PASSAGE FOURNI.
━━━━━━━━━━
Et pour que chacun soit persuadé de la véracité de l’image comme du commentaire, nous avons droit au lien internet vers la notice de Pfizer. https://pfe-pfizercom-d8-prod.s3.amazonaws.com/2020-11/C4591001_Clinical_Protocol_Nov2020.pdf?fbclid=IwAR3iW0TZbO8BAE5vXvb8slG_neJTDmJY9

Si vous avez quelques doutes, vous cliquez sur le lien… et vous avez un document de 146 pages, en anglais… Ça décourage, mais bon, on y va. Directement à la page 132

La page 132

Et oui, il y est bien question d’abstinence sexuelle, de préservatifs pendant 28 jours pour éliminer les risques sur la sécurité reproductive (eliminate reproductive safety risk). Mais contrairement à ce que dit l’image, il n’y est jamais question de births defects due to genetic manipulation (handicaps à la naissance provoqué par des manipulations génétiques). Manipulation génétique, non, mais manipulation d’information, sans aucun doute.
━━━━━━━━━━
INFORMATIONS FOURNIES.

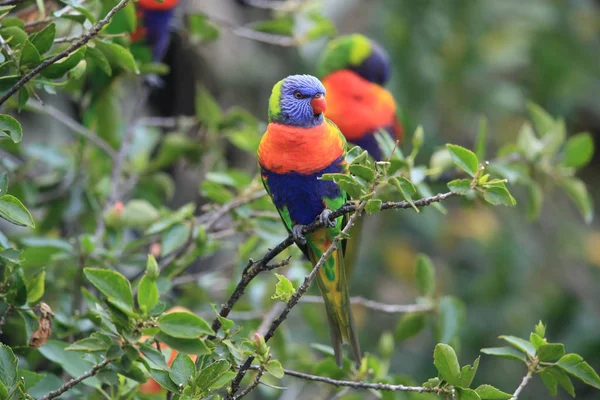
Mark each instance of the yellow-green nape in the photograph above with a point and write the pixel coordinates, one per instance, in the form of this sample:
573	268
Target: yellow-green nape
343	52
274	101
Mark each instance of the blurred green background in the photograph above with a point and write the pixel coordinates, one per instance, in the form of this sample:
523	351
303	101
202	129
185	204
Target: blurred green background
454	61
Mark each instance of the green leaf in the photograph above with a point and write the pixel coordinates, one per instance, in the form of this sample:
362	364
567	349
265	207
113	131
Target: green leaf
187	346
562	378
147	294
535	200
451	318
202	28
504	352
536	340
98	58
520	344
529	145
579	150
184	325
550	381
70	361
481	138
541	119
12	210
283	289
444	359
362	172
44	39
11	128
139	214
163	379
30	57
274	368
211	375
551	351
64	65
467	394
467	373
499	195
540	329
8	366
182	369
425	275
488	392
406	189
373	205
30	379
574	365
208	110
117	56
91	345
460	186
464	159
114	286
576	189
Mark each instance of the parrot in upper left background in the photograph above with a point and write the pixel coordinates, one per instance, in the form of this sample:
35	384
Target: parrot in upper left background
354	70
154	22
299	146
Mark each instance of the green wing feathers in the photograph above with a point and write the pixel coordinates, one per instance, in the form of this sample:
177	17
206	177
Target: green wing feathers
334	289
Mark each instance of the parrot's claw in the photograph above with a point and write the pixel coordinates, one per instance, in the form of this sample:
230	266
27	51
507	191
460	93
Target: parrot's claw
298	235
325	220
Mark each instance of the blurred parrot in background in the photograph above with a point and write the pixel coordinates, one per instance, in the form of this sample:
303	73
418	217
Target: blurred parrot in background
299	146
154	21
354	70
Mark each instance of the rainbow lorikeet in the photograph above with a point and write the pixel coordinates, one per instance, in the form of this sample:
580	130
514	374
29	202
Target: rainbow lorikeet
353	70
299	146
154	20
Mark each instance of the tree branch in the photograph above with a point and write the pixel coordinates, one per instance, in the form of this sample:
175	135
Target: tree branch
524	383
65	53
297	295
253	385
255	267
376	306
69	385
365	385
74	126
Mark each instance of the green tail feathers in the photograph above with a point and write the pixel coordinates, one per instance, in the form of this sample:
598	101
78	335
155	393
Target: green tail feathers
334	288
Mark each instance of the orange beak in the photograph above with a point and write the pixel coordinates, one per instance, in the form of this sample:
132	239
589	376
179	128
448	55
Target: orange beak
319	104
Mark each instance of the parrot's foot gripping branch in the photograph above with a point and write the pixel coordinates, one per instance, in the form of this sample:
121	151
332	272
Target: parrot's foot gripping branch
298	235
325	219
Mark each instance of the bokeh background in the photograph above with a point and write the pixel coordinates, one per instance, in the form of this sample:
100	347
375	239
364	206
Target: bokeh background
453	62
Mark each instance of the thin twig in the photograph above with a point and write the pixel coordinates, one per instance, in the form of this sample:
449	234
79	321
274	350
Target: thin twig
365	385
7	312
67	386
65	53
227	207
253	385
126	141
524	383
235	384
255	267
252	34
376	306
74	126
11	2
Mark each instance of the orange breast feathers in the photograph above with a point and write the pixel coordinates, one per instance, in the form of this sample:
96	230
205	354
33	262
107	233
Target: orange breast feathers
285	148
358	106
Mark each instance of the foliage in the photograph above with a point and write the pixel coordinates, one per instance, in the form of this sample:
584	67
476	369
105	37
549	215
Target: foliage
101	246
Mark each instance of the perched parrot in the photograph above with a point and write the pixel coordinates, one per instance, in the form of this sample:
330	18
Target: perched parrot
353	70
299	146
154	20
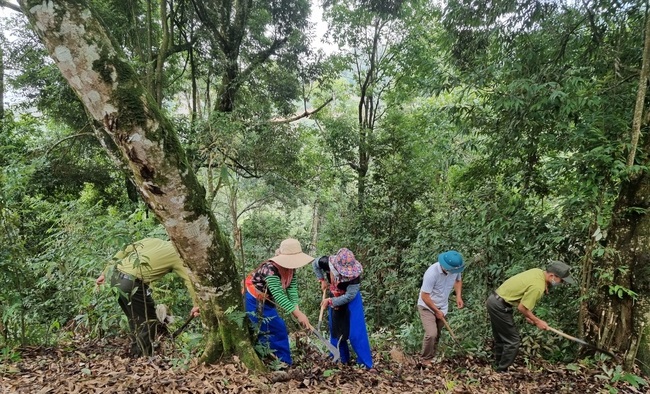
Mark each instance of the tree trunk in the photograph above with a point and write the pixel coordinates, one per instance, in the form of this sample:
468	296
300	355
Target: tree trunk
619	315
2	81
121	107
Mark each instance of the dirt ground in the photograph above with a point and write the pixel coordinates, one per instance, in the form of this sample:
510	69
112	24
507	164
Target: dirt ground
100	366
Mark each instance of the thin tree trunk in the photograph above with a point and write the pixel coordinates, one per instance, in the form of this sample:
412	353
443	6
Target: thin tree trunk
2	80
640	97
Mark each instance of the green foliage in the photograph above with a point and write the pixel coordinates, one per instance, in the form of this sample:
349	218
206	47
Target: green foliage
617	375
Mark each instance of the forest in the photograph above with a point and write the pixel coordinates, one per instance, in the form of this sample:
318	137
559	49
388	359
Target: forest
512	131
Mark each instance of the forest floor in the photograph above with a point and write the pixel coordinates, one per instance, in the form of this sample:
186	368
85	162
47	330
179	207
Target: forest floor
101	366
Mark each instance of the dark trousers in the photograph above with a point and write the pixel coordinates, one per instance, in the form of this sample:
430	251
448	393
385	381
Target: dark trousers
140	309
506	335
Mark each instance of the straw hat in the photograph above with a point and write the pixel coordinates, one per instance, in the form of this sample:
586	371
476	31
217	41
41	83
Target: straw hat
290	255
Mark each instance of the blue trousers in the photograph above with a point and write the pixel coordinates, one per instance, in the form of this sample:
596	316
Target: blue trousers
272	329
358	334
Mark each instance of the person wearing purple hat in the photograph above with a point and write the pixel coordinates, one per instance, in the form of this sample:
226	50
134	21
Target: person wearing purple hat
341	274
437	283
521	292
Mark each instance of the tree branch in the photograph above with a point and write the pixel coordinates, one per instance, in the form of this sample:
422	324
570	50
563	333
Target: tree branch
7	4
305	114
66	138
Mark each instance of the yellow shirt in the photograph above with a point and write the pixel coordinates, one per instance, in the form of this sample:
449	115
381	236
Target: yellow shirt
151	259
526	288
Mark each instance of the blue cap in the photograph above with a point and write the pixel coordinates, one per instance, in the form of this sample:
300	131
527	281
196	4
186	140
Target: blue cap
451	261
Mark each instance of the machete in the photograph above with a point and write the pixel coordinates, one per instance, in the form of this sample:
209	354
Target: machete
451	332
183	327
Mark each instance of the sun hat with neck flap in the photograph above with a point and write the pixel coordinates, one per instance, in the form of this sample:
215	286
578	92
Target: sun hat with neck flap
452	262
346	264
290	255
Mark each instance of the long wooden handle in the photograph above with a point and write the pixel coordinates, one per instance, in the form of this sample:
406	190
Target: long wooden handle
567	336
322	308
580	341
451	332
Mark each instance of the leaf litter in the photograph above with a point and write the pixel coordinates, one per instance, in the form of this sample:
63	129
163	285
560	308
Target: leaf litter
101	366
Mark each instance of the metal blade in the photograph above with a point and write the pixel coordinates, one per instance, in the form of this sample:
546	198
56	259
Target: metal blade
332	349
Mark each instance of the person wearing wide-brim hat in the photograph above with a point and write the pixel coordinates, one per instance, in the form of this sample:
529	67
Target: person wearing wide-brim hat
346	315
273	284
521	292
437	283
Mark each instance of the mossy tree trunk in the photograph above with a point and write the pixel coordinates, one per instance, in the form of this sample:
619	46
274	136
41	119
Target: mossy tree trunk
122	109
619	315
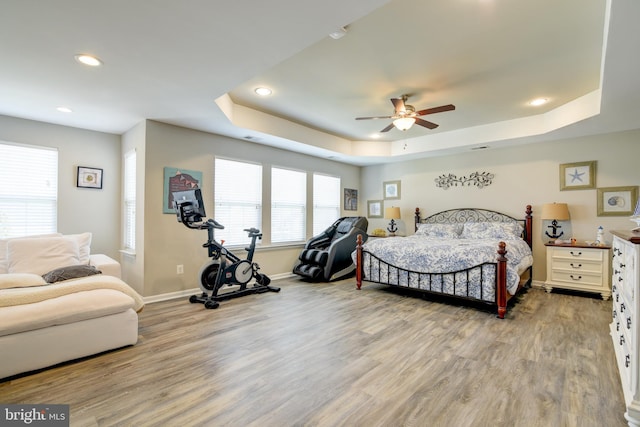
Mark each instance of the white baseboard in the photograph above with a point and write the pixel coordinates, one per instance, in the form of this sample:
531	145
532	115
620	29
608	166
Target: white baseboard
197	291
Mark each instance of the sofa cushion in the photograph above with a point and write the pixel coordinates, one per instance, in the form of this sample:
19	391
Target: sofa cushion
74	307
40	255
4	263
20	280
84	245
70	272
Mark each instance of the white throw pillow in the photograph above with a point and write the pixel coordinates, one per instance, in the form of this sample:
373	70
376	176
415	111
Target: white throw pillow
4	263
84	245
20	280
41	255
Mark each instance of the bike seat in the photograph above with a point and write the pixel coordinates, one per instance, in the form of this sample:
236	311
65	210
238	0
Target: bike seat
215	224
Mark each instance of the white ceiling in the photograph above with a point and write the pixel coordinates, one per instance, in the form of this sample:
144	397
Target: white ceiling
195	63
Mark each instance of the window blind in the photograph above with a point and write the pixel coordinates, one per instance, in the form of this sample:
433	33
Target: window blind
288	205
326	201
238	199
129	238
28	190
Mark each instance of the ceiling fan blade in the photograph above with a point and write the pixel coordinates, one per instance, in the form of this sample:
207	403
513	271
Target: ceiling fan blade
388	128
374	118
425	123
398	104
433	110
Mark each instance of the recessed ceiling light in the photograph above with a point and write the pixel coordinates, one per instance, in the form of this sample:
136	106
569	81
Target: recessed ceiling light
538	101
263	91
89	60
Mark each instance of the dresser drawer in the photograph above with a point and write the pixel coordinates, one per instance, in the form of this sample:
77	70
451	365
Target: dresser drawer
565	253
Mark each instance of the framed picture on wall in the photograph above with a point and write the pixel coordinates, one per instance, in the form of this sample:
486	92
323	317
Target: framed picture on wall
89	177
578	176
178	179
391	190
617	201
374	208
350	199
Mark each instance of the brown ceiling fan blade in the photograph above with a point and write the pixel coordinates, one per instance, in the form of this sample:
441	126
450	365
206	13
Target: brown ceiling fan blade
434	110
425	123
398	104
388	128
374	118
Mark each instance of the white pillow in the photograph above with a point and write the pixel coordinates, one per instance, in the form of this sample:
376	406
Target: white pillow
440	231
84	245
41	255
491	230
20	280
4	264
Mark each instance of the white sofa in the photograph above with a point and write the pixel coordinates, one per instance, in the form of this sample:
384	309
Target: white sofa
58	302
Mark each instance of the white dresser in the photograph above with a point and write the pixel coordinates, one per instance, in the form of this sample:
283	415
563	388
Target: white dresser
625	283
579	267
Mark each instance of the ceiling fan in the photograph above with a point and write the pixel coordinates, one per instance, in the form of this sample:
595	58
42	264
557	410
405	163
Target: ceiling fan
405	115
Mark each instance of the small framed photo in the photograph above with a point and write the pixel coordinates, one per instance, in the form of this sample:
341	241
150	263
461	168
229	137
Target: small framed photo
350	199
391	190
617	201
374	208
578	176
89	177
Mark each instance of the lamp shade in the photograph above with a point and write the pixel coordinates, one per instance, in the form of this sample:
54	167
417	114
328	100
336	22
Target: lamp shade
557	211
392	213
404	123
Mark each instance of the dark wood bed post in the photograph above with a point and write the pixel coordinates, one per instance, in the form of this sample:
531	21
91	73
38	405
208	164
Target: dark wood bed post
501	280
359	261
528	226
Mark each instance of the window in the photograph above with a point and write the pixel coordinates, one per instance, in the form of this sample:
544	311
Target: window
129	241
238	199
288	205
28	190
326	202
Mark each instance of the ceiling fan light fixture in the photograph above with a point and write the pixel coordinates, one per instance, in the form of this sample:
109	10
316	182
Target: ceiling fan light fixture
━━━━━━━━━━
CONSIGNE.
Recopiez mot pour mot l'extrait du passage fourni qui commence à « Si vous avez » et se termine à « sans aucun doute. ».

RÉSULTAT.
Si vous avez quelques doutes, vous cliquez sur le lien… et vous avez un document de 146 pages, en anglais… Ça décourage, mais bon, on y va. Directement à la page 132

La page 132

Et oui, il y est bien question d’abstinence sexuelle, de préservatifs pendant 28 jours pour éliminer les risques sur la sécurité reproductive (eliminate reproductive safety risk). Mais contrairement à ce que dit l’image, il n’y est jamais question de births defects due to genetic manipulation (handicaps à la naissance provoqué par des manipulations génétiques). Manipulation génétique, non, mais manipulation d’information, sans aucun doute.